QUOTED PASSAGE -
Shirai: Right, Zaoho, was out there? Yes, that thing we both experienced.

So, after all, one successful pattern might be for someone who doesn't aspire to be a mangaka to get into editorial. Because there is a coldness to them. On the other hand, if you love manga, it might be different.

To pull Hiroshi Motomiya out of the rival company, he attended a consolation meeting of Jump editors alone.
Katsuya Shirai


Torishima: Shirai-san, you had no aspirations to become a manga artist yourself, but you were assigned to Sunday, which was struggling at the time, and thus you became involved in manga. Was it Kazuo Umezu's Drifting Classroom that ultimately fully immersed you in the world of manga?

Shirai: Yes, my reaction not only to Umezu-san's Drifting Classroom but also Makoto-chan as well.

Torishima: Was it the same with Makoto-chan? Then, when Umezu-sensei was sick from overwork, Shirai-san would make miso soup with shijimi clam every morning at Umezu-sensei's place...

Shirai: Where'd you hear that? (laughs)

Torishima: That's a famous story (laughs).

Shirai: Yes, I made miso soup with shijimi clam.

Torishima: Every day?

EXERCISE 1 - Identify each line in the rows that holds the string "front", and copy those lines. Case counts.
The interview and the rows below it have no connection to each other.

AVAILABLE RECORDS -
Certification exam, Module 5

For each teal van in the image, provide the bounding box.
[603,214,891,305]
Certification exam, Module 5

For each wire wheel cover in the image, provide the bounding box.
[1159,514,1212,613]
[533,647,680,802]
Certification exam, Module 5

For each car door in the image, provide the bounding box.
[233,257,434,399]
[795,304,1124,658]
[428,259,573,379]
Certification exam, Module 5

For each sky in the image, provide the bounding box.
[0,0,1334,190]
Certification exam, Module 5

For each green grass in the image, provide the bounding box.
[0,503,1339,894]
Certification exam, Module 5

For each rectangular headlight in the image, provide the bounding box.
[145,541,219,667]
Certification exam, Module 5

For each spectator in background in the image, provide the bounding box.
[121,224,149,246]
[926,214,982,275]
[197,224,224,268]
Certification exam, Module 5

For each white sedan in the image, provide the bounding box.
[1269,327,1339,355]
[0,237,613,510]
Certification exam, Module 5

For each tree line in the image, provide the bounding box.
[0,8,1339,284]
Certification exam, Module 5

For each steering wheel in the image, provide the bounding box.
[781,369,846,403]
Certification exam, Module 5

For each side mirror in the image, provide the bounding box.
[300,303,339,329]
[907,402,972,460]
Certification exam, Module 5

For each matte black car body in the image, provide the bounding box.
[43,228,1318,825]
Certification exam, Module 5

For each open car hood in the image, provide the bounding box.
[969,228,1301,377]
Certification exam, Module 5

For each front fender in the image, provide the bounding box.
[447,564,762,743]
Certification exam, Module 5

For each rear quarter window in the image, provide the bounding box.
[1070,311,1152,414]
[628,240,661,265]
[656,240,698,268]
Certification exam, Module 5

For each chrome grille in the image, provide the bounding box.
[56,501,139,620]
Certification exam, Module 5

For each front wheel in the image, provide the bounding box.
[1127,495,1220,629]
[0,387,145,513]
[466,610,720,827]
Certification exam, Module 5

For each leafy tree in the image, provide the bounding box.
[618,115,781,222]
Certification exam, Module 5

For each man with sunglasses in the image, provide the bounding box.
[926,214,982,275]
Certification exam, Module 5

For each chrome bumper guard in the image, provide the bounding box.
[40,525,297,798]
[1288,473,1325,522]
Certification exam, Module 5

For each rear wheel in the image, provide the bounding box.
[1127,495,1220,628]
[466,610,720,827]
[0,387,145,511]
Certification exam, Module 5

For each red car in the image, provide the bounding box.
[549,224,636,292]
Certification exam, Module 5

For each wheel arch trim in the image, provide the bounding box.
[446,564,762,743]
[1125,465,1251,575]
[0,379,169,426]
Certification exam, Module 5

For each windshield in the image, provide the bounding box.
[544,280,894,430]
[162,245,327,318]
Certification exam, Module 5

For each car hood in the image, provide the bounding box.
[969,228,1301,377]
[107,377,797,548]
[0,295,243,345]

EXERCISE 2 - In the manga editor interview, why might someone who doesn't aspire to be a mangaka be a successful fit for editorial work?

EXERCISE ANSWER 1 -
For each front fender in the image, provide the bounding box.
For each front wheel in the image, provide the bounding box.

EXERCISE ANSWER 2 - The speaker says there is a coldness to such people. The speaker adds that it might be different for someone who loves manga.